■ **What to produce**:
Nothing in the records may be altered, so transcribe them exactly.

Items listed in a dataset:
● ● ● ● ●
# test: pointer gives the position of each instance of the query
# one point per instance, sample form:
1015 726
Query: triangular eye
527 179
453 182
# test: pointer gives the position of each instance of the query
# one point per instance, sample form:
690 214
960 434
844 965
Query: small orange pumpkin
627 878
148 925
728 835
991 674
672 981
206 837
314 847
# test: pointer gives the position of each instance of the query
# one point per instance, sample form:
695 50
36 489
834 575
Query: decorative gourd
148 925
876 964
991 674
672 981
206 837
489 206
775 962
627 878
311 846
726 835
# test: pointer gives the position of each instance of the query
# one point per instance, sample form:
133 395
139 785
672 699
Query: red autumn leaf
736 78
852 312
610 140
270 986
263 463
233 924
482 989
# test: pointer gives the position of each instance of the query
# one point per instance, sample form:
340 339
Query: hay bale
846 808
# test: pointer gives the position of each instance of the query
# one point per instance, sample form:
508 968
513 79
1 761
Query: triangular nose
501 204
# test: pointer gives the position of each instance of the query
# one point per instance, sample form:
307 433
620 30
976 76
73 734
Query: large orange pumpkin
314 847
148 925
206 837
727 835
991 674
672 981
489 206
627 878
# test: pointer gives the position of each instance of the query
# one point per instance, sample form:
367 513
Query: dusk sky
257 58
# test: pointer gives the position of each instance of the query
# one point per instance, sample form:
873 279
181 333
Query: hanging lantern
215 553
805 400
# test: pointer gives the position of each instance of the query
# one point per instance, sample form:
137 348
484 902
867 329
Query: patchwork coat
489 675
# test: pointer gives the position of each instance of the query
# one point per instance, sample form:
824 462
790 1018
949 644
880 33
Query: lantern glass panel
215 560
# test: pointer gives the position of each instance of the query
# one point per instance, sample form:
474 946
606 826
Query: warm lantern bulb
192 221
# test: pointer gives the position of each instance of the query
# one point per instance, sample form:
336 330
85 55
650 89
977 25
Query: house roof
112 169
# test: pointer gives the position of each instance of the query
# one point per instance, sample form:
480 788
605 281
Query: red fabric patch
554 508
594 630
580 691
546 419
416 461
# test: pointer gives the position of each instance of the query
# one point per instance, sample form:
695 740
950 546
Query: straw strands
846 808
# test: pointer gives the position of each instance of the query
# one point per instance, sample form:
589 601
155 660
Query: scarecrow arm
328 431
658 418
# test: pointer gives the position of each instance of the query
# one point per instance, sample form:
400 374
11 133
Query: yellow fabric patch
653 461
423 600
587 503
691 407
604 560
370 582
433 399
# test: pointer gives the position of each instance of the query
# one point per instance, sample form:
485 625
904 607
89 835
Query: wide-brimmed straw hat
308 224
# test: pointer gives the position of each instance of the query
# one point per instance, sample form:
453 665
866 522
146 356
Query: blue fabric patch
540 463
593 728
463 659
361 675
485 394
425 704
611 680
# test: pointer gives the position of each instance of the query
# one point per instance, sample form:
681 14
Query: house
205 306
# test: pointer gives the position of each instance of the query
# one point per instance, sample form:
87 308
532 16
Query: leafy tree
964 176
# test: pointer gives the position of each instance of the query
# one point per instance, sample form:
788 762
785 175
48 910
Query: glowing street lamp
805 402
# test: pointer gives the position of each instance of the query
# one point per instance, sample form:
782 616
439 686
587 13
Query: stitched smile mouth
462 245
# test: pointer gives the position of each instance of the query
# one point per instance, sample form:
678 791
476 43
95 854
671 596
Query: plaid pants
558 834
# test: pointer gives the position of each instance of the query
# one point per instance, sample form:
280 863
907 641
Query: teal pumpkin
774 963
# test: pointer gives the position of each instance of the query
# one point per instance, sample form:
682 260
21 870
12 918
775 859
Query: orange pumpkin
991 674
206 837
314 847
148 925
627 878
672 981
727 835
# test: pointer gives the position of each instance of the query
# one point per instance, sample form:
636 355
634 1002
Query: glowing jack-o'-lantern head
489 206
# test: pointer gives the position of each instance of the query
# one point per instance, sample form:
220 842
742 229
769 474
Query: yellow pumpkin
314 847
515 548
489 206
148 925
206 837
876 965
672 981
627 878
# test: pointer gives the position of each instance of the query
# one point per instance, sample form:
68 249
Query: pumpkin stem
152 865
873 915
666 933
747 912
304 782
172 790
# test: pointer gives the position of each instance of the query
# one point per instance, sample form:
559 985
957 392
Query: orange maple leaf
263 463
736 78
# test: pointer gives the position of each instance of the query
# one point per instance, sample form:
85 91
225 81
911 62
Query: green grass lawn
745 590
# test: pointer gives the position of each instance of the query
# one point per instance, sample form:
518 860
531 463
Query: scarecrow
● ● ● ● ●
■ **Your solution**:
# test: pointer gives the position of each instance of the query
# one point per instance, sample form:
1015 726
Query: triangular eye
527 179
453 182
# test: pointer gives the position of each instance of the query
# one point per instance, sample form:
690 214
960 434
844 965
Query: small orange pumpkin
627 878
148 925
728 835
991 674
672 981
206 837
314 847
# test: pointer gives the position of each instance of the query
# one point per instance, sample form:
695 50
36 489
834 575
Query: decorative gourd
148 925
876 964
991 674
672 981
206 837
489 206
775 962
627 878
311 846
726 835
# test: pointer gives the position of each instance of the query
# one point per instance, sample form:
133 395
139 785
672 699
Query: red autumn leaf
736 78
852 312
610 140
270 986
263 463
233 924
482 989
# test: pointer gives the position of each instance of the query
# one point per instance, sample form:
340 339
Query: hay bale
846 808
# test: pointer gives the position of each instance of the query
# one point per instance, sample form:
508 968
513 79
1 761
Query: triangular nose
501 204
# test: pointer gives the position of each instance of the query
# one point per instance, sample form:
307 433
620 30
976 76
73 734
Query: large orange pumpkin
314 847
148 925
206 837
727 835
991 674
672 981
489 206
627 878
# test: pointer gives the position of each instance of the query
# one point per instance, sample form:
367 513
Query: dusk sky
257 58
# test: pointer gives the position of each instance of the query
# one point per instance, sample form:
873 279
181 333
Query: hanging lantern
215 553
805 400
# test: pointer gives the position of each instance of the query
# one point per instance, sample form:
137 348
484 902
867 329
Query: patchwork coat
489 675
# test: pointer gives the position of each instance of the query
# one point per instance, sample form:
824 462
790 1018
949 644
880 33
Query: lantern glass panel
215 560
# test: pointer gives the position of each instance of the query
# one point per instance, sample form:
474 946
606 826
Query: warm lantern bulb
192 221
# test: pointer gives the position of each instance of the query
# one point per instance, sample form:
336 330
85 55
650 89
977 25
Query: house roof
112 169
# test: pointer gives the position of each instance of the query
# one point per instance, sample form:
480 788
605 281
Query: red fabric patch
554 508
594 630
580 691
546 419
416 461
# test: pointer gives the position of each instance of the query
# one point per instance, sample form:
695 740
950 546
Query: straw strands
846 808
# test: pointer gives the position of each instance of the query
# one point per instance, sample form:
589 601
155 660
Query: scarecrow arm
328 431
658 418
# test: pointer gives the position of each instance of the query
# one point per instance, sample form:
400 374
11 133
Query: yellow fabric patch
653 461
423 600
587 503
691 407
604 560
370 582
433 399
# test: pointer gives the position of each instance of the query
# one point per instance, sample form:
485 625
904 607
89 835
Query: wide-brimmed straw hat
308 224
# test: pointer gives the position of each instance of the query
# one point per instance, sample form:
453 665
866 522
146 356
Query: blue fabric patch
540 463
593 728
463 659
361 675
485 394
425 704
611 680
# test: pointer gives the position of each instance of the query
# one point per instance, sample form:
681 14
Query: house
205 306
# test: pointer gives the position of each instance of the query
# one point per instance, sample form:
87 308
532 16
Query: leafy tree
964 176
# test: pointer gives the position of each instance of the query
# one point per instance, sample form:
788 762
785 175
48 910
Query: glowing street lamp
805 402
# test: pointer gives the position of each instance of the query
# one point per instance, sample form:
782 616
439 686
587 13
Query: stitched smile mouth
462 245
# test: pointer gives the position of each instance of the query
# one point per instance, sample form:
678 791
476 43
95 854
671 596
Query: plaid pants
558 834
# test: pointer gives the position of each instance of the query
# one point per instance, sample form:
280 863
907 641
Query: teal pumpkin
774 963
# test: pointer gives the position of each instance of the query
# one point per instance, sample form:
682 260
21 870
12 918
775 859
Query: orange pumpkin
991 674
206 837
314 847
148 925
627 878
672 981
727 835
# test: pointer gives the position of each instance of the query
# one point per instance, sample form:
636 355
634 1002
Query: glowing jack-o'-lantern head
489 206
# test: pointer gives the position of each instance of the query
# one point per instance, sample form:
220 842
742 229
769 474
Query: yellow pumpkin
314 847
515 548
489 206
148 925
206 837
876 965
672 981
627 878
# test: pointer gives the position of each instance of the query
# one point per instance, sample form:
68 249
Query: pumpkin stem
152 865
873 915
666 933
747 912
304 782
172 790
# test: pointer gives the position of each instance of the query
# one point per instance, sample form:
559 985
957 392
Query: orange maple leaf
263 463
736 78
# test: pointer gives the position of each instance of the query
# one point per instance, sample form:
85 91
225 81
911 62
Query: green grass lawn
745 590
# test: pointer gives the position of each instance of the query
# one point per instance, sample form:
518 860
531 463
Query: scarecrow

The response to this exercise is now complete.